→ Getoonde tekst
◆ ◆ ◆ ◆
De betaalbaarheid van de zorg

Kennisbank •

Meer aandacht voor preventie kan de gezondheidszorg betaalbaar houden. Maar dan moet er wel geld voor worden vrijgemaakt. “Van de 100 miljard die we nu aan zorg uitgeven, gaat eigenlijk niets naar preventie”, zegt Georgette Fijneman van Zilveren Kruis.

De betaalbaarheid van de zorg

“Zeventig procent van de ouderen die op de Eerste Hulp belanden heeft helemaal geen gezondheidsprobleem. Ze zijn vooral eenzaam. Dat kan zich dan uiten in hartklachten, of iets anders. Maar dat is dus niet het echte probleem.”

 

Georgette Fijneman is sinds 2017 directievoorzitter van Zilveren Kruis. De zorgverzekeraar kwam onlangs met een manifest van vijf punten die het nieuwe kabinet ter harte moet nemen om de zorg betaalbaar te houden, toegankelijk en van goede kwaliteit. Op nummer 1: ‘Verbeter de gezondheid’. En dan gaat het niet alleen om niet-ziek zijn, maar om welbevinden: fysiek, geestelijk en sociaal.

 

“Ik zie het als mijn missie om gezondheid voor iedereen dichterbij te brengen en ik kan niet de grootste zorgverzekeraar van Nederland leiden zonder op dat terrein resultaat te boeken.”

 

Zilveren Kruis heeft met de verschillende merken in totaal een kleine vijf miljoen verzekerden. Veel van hen zijn aangesloten via hun werkgever. Daardoor heeft de zorgverzekeraar volgens Fijneman vanouds veel oog voor preventie. Logisch, op de werkvloer komen de baten van preventie ook terecht bij de partij die erin investeert: de werkgever.

 

“Voor werkgevers zetten we in op duurzame inzetbaarheid en vitaliteit. Dat vereist per sector een andere aanpak. In de consultancy is burn-out een groot risico onder jonge vrouwen, bij een busbedrijf heb je te maken met rugproblemen vanwege het lange zitten. Bij beide groepen wil je voorkomen dat mensen uitvallen. Je kunt een buschauffeur beter naar een fysiotherapeut laten gaan voor goede oefeningen dan naar een specialist voor een herniaoperatie.”

 

De maatschappelijke baten van preventie staan buiten kijf. Maar de zorg draait in eerste plaats op het behandelen van gezondheidsproblemen, niet op het voorkomen ervan. Waarom gaat preventie zo moeizaam?

“Wij hebben veel klanten in grote steden. Daar zie je dat veel gezondheidsproblemen sociale oorzaken hebben. Iemand komt met stampende hoofdpijn bij de huisarts en die kan vaak niet anders dan zo iemand het zorgcircuit insturen. Maar als de oorzaak van die hoofdpijn schulden zijn, dan heeft dat niet zoveel zin. Dan kun je die persoon misschien beter naar het buurthuis sturen, of laten praten met een financieel deskundige.
◆ ◆ ◆ ◆
→ Te gebruiken records
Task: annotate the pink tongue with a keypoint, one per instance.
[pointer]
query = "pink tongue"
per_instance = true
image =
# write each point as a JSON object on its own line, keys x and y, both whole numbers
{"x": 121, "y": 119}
◆ ◆ ◆ ◆
→ Opgaven
1) Beantwoord de volgende vragen over het stuk over de betaalbaarheid van de zorg.
(a) Sinds welk jaar is Georgette Fijneman directievoorzitter van Zilveren Kruis?
(b) Hoeveel verzekerden heeft Zilveren Kruis met de verschillende merken in totaal?
(c) Met welk probleem heb je volgens Fijneman bij een busbedrijf te maken?
2) Geef de regels van alle records weer als Markdown-tabel met de kolommen „Nr.” en „Regel”, en laat lege regels weg.
De tekst en de records staan los van elkaar.

→ Antwoorden
1)
(a) Sinds 2017.
(b) Een kleine vijf miljoen.
(c) Met rugproblemen vanwege het lange zitten.

2)
| Nr. | Regel |
|---|---|
| 1 | Task: annotate the pink tongue with a keypoint, one per instance. |
| 2 | [pointer] |
| 3 | query = "pink tongue" |
| 4 | per_instance = true |
| 5 | image = |
| 6 | # write each point as a JSON object on its own line, keys x and y, both whole numbers |
| 7 | {"x": 121, "y": 119} |